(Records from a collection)
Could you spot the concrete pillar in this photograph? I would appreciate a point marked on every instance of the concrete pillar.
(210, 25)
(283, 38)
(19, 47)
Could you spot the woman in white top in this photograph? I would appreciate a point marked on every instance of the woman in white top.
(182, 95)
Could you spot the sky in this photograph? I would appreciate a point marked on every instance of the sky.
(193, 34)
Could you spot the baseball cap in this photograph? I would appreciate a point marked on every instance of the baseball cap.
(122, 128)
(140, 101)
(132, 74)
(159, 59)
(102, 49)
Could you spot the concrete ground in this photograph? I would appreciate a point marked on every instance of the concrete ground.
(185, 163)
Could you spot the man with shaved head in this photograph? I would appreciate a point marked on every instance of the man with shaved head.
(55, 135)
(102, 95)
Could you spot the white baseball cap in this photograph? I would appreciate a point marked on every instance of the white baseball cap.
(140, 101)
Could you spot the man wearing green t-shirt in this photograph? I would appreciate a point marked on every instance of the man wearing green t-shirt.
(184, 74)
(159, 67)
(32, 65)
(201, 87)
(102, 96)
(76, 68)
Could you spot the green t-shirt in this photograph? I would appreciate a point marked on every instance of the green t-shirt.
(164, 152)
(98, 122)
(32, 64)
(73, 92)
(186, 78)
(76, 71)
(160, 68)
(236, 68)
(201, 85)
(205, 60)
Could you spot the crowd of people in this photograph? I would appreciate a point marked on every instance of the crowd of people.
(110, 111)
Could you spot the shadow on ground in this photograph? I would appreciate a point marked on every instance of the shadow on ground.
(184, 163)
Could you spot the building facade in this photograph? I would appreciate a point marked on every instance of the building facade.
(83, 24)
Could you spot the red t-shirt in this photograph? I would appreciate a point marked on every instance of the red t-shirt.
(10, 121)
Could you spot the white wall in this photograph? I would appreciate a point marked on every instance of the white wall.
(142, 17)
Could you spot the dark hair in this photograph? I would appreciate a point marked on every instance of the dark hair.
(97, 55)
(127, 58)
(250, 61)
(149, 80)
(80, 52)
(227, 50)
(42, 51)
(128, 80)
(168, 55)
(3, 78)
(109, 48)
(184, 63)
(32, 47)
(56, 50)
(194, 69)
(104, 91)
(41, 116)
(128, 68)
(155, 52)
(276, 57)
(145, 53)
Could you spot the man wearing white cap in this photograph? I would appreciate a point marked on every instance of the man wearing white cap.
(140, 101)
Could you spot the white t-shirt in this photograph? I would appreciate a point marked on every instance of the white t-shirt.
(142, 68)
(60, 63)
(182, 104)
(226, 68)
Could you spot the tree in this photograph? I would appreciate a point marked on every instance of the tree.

## [Requirements]
Rewrite the listing from the line containing "Could you spot the shadow" through the end of the listing, inclusive, replacing every "I would appreciate" with "I would like" and keeping everything else unchanged.

## [Exercise output]
Could you spot the shadow on ground in this photograph? I would like a point marked on every instance of the shadow on ground.
(184, 163)
Could you spot the building facade in this photograph? I would like a point marked on every instance of the building facade.
(83, 24)
Could you spot the red t-shirt in this photograph? I would like a point marked on every instance of the red t-shirt.
(10, 121)
Could you spot the white wall in this photograph? I would like a point marked on every instance of the white wall.
(142, 17)
Could you spot the dark hair in this photograph? I would like a point marked on every instance of the dark hair.
(97, 55)
(127, 58)
(250, 61)
(149, 80)
(80, 52)
(227, 50)
(42, 51)
(128, 80)
(168, 55)
(3, 78)
(109, 48)
(184, 63)
(32, 47)
(56, 50)
(194, 69)
(104, 91)
(41, 116)
(128, 68)
(155, 52)
(276, 57)
(145, 53)
Could you spot the man wearing white cap in this photograph? I would like a point marked on every instance of the man wearing white cap.
(140, 101)
Could you spot the white t-shirt in this photograph? I would like a point marked on every instance of the white t-shirt.
(142, 68)
(60, 63)
(182, 104)
(226, 68)
Could you spot the tree in this photograph? I would like a point marked on every instance of the tree.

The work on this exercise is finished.